**Prompt**.
Transcribe the data below verbatim from the line with "x=415, y=205" to the line with "x=442, y=236". Include both of those lines.
■ ■ ■
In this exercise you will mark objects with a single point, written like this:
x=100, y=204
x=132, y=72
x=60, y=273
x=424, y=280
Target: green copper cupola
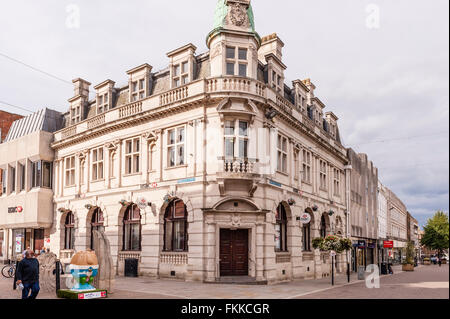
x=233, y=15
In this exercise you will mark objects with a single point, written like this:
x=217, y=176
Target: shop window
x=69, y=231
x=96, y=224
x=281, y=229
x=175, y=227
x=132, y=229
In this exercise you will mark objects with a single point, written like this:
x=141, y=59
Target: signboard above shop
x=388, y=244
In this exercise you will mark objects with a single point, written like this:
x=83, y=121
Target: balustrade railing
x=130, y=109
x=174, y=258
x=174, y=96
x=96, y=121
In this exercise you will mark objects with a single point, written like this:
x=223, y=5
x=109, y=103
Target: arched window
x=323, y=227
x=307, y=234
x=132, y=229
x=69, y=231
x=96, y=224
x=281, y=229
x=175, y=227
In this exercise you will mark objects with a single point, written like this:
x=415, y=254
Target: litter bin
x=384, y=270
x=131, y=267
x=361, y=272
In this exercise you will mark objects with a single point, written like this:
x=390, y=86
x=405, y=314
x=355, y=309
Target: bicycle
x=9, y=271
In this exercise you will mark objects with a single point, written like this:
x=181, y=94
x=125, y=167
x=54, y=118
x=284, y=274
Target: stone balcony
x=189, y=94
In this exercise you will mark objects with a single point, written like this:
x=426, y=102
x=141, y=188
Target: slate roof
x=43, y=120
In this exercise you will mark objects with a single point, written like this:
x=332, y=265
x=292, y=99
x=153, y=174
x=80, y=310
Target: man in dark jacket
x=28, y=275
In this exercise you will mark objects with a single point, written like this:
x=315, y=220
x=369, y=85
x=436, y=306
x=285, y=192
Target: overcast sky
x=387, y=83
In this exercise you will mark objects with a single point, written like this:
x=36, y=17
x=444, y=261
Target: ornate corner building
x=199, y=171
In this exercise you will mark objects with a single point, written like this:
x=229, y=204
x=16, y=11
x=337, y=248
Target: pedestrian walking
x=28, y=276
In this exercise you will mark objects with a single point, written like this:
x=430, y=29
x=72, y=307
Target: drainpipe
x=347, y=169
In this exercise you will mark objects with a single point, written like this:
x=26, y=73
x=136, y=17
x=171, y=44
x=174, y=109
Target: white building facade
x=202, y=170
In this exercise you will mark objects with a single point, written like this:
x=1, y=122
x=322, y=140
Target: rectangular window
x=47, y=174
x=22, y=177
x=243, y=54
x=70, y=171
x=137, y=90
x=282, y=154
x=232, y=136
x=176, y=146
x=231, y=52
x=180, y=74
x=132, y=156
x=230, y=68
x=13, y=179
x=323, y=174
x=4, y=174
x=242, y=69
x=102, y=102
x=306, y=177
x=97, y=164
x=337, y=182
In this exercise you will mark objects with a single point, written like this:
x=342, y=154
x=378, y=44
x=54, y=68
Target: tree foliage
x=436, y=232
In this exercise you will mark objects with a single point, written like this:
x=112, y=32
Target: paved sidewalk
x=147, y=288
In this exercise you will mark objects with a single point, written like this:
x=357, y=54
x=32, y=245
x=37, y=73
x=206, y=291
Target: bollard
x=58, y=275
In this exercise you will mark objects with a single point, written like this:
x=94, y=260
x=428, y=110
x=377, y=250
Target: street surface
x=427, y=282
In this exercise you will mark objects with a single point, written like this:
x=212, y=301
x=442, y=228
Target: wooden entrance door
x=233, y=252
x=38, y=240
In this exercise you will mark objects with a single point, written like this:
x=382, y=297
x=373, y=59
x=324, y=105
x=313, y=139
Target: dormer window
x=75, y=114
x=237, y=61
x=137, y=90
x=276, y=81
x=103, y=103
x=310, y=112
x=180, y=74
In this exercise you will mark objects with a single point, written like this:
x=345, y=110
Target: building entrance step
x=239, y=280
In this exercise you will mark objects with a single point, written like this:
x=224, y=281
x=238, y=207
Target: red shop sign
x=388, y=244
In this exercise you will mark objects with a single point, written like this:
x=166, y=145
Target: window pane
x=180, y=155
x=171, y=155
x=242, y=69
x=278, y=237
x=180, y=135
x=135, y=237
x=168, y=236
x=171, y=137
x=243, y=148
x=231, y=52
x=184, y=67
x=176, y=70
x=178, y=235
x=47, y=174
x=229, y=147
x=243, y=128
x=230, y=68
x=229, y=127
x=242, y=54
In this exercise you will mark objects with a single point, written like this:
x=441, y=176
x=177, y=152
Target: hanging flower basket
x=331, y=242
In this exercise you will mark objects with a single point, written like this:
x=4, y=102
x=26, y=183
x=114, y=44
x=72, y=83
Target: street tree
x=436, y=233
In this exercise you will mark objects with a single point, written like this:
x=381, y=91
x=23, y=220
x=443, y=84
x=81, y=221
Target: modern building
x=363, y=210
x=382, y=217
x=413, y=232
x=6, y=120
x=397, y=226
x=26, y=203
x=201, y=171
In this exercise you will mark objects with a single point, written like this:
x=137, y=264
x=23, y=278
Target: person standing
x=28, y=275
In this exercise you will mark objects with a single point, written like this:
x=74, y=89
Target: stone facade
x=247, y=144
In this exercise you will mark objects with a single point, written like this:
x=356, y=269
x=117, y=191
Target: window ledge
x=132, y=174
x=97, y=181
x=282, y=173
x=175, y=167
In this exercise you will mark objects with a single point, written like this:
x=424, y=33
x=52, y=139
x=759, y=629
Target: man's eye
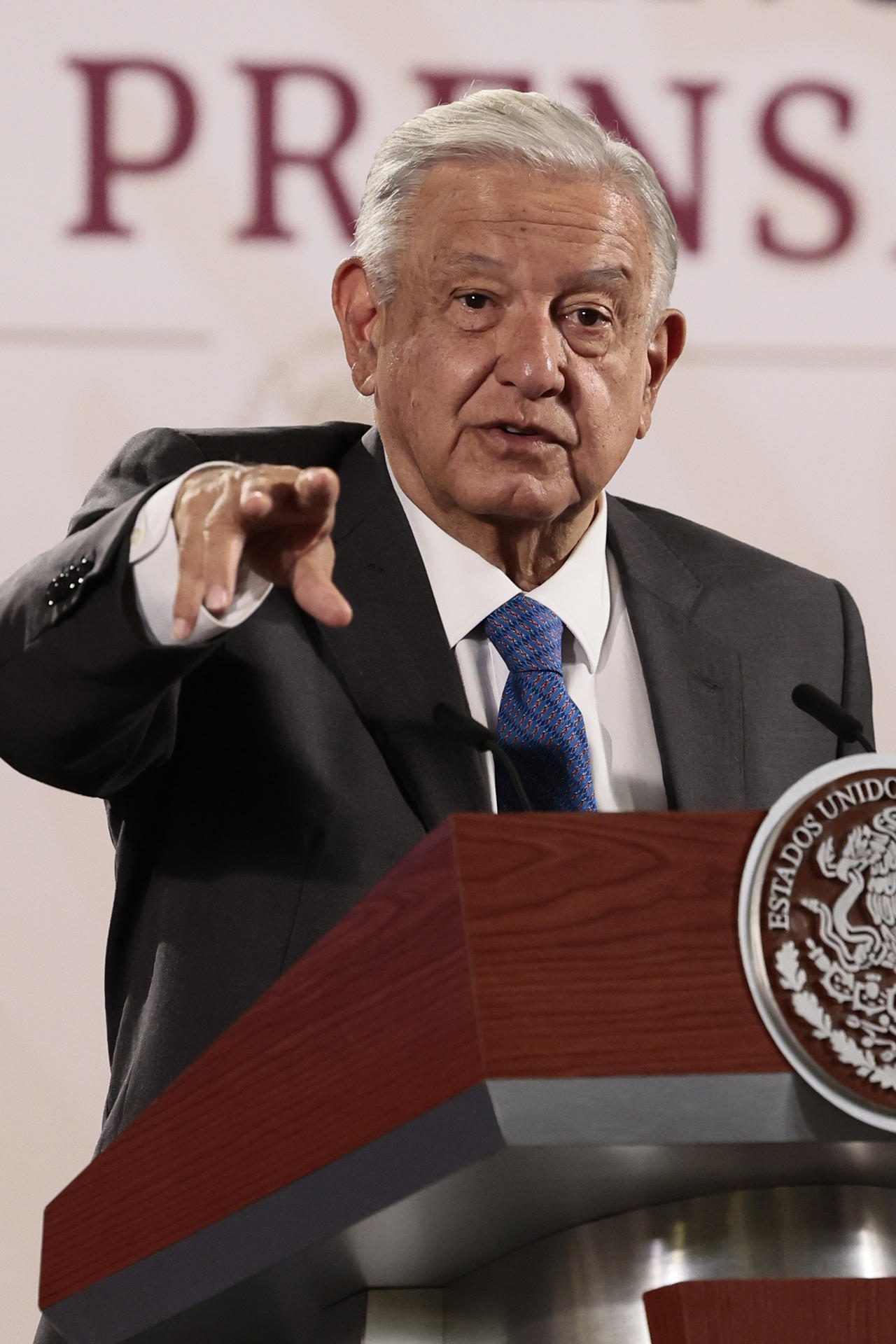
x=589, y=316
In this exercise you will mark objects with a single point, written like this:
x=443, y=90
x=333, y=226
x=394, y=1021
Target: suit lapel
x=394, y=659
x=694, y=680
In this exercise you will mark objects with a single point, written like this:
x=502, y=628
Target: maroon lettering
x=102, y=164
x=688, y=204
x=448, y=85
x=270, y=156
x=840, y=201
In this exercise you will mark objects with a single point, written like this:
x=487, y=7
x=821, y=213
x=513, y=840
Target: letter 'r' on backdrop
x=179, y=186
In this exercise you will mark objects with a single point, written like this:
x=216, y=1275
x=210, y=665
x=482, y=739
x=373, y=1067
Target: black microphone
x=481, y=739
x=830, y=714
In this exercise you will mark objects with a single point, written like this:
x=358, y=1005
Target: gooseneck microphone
■ ■ ■
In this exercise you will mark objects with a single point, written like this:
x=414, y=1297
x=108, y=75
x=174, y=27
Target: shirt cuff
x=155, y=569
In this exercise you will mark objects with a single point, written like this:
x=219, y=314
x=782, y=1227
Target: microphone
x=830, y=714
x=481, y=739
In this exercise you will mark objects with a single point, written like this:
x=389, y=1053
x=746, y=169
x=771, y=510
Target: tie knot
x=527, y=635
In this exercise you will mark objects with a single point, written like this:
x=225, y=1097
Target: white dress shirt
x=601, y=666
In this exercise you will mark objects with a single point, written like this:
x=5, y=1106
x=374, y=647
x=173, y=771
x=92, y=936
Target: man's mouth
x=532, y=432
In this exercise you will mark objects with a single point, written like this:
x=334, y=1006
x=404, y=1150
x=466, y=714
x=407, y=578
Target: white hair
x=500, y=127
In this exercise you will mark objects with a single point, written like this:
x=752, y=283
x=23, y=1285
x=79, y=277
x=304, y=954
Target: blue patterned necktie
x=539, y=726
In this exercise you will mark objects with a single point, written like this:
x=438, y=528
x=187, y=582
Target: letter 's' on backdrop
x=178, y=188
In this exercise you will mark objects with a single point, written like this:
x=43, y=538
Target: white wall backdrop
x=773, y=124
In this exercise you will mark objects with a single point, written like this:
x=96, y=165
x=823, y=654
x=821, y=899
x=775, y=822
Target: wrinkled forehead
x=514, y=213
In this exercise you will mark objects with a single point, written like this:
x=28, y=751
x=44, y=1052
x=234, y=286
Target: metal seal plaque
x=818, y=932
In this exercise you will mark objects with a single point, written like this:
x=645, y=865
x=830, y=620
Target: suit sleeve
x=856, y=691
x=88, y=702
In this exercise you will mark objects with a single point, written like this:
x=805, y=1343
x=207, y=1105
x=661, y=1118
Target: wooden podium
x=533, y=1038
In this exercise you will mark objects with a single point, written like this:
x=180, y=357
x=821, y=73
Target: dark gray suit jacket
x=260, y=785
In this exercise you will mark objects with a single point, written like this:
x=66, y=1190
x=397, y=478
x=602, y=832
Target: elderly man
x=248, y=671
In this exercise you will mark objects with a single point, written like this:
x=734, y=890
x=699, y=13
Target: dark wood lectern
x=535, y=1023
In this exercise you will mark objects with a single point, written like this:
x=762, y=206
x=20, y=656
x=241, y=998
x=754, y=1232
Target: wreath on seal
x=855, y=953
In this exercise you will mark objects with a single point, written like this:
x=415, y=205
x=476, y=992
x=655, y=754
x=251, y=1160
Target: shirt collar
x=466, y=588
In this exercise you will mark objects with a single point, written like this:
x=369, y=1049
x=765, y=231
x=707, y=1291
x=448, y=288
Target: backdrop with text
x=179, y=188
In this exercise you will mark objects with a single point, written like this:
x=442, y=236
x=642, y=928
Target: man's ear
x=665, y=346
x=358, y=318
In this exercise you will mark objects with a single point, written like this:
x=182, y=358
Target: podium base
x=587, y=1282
■ ■ ■
**Worked solution**.
x=415, y=205
x=476, y=992
x=655, y=754
x=251, y=1160
Target: shirt collar
x=466, y=588
In this exercise you will mark objects with a single point, written like this:
x=369, y=1049
x=765, y=231
x=707, y=1291
x=448, y=288
Target: backdrop with text
x=179, y=188
In this exercise you will mark objects with a single point, written like this:
x=442, y=236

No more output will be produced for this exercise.